Your task:
Exact copies are required of the lines from the line containing "Indicate one point for each instance of the vertical" through the final line of the listing, both included, and of no other lines.

-- Start of Records provided --

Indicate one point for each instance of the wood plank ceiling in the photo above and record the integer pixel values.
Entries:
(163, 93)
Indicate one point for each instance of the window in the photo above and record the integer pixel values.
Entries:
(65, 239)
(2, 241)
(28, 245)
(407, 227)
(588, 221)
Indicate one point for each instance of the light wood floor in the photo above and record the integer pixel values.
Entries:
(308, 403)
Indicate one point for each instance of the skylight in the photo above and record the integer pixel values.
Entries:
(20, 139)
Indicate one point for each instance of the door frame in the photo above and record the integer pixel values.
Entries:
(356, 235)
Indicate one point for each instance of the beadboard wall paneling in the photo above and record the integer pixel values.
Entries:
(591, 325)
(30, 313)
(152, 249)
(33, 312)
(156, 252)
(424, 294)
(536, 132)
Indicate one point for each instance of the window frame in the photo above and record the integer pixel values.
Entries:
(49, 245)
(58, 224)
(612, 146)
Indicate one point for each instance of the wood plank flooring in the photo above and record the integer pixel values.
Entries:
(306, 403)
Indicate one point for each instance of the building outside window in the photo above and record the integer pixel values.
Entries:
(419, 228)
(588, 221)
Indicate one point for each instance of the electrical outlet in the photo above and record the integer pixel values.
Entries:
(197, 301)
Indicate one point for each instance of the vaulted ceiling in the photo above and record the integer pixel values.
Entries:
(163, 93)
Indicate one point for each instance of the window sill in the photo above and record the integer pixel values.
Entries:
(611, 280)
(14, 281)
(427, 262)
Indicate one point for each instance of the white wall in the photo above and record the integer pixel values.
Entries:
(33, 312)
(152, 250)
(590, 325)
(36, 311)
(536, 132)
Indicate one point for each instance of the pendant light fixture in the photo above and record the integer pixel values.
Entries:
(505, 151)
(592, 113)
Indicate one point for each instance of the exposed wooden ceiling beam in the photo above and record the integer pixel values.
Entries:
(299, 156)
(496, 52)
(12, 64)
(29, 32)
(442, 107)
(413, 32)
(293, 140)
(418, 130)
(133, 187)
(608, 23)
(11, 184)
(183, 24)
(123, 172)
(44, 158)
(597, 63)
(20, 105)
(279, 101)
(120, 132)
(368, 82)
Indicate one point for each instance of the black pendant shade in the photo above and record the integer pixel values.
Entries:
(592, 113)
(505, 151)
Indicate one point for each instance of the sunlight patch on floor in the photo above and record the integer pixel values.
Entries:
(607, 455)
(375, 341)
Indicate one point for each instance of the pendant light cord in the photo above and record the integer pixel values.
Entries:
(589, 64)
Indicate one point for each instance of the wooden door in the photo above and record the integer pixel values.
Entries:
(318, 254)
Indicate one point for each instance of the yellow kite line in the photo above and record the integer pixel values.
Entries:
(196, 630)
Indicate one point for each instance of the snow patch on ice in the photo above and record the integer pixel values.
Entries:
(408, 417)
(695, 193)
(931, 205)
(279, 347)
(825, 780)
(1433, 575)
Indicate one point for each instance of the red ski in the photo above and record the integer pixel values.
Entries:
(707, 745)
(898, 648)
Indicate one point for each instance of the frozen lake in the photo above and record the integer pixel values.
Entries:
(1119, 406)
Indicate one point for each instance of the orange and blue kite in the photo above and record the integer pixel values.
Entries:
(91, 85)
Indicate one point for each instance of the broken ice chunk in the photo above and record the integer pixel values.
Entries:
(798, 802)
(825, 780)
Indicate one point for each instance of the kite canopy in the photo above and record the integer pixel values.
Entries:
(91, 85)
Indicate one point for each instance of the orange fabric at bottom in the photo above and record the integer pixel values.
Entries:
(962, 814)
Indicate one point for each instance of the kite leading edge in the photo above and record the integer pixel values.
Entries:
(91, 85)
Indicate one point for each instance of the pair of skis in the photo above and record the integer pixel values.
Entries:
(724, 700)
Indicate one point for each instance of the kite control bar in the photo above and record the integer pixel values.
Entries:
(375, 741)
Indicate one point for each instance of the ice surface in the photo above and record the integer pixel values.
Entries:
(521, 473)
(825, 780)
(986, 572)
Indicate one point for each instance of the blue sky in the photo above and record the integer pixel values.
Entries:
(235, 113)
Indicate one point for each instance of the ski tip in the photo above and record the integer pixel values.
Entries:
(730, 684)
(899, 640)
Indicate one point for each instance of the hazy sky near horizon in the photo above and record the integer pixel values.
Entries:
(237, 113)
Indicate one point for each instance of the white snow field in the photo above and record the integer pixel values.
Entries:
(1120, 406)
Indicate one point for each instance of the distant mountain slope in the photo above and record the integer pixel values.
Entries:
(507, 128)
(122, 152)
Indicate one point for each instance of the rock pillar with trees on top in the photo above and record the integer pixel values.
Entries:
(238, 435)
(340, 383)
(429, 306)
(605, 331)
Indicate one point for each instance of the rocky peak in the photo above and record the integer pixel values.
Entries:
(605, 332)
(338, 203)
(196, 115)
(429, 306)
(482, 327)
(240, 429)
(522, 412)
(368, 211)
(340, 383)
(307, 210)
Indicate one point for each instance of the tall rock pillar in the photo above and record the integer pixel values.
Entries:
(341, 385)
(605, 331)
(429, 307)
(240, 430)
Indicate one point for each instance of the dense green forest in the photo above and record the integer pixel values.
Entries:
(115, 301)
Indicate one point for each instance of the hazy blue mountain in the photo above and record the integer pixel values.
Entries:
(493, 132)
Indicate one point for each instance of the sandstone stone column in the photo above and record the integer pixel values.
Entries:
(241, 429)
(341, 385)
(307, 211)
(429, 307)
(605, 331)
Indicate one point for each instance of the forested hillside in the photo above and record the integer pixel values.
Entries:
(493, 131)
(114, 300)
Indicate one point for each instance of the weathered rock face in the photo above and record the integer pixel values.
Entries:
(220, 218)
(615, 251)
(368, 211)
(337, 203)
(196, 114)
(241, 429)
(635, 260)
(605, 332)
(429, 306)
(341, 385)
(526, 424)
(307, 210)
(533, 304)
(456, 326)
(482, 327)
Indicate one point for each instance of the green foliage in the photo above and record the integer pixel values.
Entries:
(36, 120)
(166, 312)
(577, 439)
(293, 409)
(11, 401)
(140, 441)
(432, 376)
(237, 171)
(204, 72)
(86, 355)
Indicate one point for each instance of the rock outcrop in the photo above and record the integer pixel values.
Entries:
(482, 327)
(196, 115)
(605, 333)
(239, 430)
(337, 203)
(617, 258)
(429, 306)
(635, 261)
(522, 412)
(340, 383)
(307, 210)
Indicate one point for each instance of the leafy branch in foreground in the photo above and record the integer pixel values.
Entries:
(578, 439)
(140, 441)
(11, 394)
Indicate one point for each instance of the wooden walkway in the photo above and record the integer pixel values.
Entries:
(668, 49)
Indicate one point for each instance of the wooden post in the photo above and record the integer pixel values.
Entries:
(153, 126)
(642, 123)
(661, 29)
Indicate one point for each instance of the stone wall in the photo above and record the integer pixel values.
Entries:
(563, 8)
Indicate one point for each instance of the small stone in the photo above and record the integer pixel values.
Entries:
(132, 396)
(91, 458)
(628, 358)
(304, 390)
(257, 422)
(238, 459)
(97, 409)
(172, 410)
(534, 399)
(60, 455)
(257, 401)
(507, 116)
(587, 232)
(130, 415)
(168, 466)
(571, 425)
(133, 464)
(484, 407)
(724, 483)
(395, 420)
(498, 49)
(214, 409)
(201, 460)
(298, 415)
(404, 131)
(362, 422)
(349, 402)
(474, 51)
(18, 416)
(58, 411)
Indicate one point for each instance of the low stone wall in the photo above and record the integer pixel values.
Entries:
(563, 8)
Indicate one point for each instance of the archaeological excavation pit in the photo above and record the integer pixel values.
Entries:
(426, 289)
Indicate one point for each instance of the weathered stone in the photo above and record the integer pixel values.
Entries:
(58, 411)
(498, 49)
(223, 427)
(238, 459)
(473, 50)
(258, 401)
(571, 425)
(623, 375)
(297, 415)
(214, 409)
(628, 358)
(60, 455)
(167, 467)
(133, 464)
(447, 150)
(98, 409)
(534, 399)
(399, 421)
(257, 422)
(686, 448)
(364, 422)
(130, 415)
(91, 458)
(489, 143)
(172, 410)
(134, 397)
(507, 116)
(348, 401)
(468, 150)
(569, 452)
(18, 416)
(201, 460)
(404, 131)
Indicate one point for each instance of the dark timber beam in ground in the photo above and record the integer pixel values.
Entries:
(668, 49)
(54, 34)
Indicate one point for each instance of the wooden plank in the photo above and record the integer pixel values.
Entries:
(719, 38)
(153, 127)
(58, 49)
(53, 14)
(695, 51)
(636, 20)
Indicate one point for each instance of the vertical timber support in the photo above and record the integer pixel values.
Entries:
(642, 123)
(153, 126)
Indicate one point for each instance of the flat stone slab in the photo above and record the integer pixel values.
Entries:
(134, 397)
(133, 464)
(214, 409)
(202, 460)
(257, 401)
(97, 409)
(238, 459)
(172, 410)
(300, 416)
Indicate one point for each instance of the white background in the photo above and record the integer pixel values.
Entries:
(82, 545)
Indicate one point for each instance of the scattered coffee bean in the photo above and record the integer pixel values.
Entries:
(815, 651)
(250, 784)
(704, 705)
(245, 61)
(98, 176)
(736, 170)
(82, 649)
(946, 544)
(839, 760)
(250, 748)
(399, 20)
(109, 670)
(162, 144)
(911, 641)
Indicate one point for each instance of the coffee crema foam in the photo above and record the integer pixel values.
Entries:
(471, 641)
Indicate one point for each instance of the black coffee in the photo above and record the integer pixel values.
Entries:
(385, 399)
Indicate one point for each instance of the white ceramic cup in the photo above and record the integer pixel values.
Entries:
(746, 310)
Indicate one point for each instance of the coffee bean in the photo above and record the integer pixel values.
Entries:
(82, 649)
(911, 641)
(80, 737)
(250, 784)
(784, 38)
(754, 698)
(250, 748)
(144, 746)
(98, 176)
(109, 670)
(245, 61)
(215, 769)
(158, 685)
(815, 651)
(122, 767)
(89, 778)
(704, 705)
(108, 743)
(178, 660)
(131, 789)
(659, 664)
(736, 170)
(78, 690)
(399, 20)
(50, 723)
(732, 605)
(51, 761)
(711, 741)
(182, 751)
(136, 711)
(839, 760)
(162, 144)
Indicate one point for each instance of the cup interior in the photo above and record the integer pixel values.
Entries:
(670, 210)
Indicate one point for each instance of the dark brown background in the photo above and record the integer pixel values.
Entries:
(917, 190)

-- End of Records provided --

Final answer:
Indicate one point for each instance of the vertical timber support in the photo above and record the integer pixel values.
Entries:
(642, 123)
(153, 126)
Indicate one point for each instance of the flat stone slab in the photo above and record the integer pixel values.
Entries:
(134, 397)
(133, 464)
(214, 409)
(202, 460)
(257, 401)
(97, 409)
(238, 459)
(172, 410)
(300, 416)
Indicate one point for each instance of the white background in the photo above and record the integer pixel values.
Entries:
(82, 545)
Indicate one point for each instance of the scattered coffee bean in the photo above and record the integer pixel values.
Entries:
(815, 651)
(250, 784)
(704, 705)
(245, 61)
(98, 176)
(736, 170)
(82, 649)
(946, 544)
(839, 760)
(250, 748)
(399, 20)
(109, 670)
(162, 144)
(911, 641)
Indicate one point for each instance of the coffee crema foam in the photo above and record the integer pixel values.
Entries:
(471, 641)
Indicate one point for each instance of the black coffee in the photo above and record the integer pixel values.
Entries:
(385, 399)
Indicate one point for each instance of the white ceramic cup in the photo above and record the integer pixel values.
Entries:
(746, 310)
Indicate one point for each instance of the coffee bean in the photo above and record the integer pixel values.
Entries:
(82, 649)
(911, 641)
(80, 737)
(250, 784)
(784, 38)
(754, 698)
(250, 748)
(144, 746)
(98, 176)
(109, 670)
(245, 61)
(215, 769)
(158, 685)
(815, 651)
(122, 767)
(89, 778)
(704, 705)
(108, 743)
(178, 660)
(131, 789)
(659, 664)
(736, 170)
(78, 690)
(399, 20)
(50, 723)
(732, 605)
(51, 761)
(711, 741)
(182, 751)
(136, 711)
(839, 760)
(162, 144)
Indicate one point for each instance of the cup interior in the photo above and record the integer pixel values.
Entries:
(670, 210)
Indicate one point for each instance of the dark brown background in the photo above and record the integer pixel values.
Entries:
(917, 190)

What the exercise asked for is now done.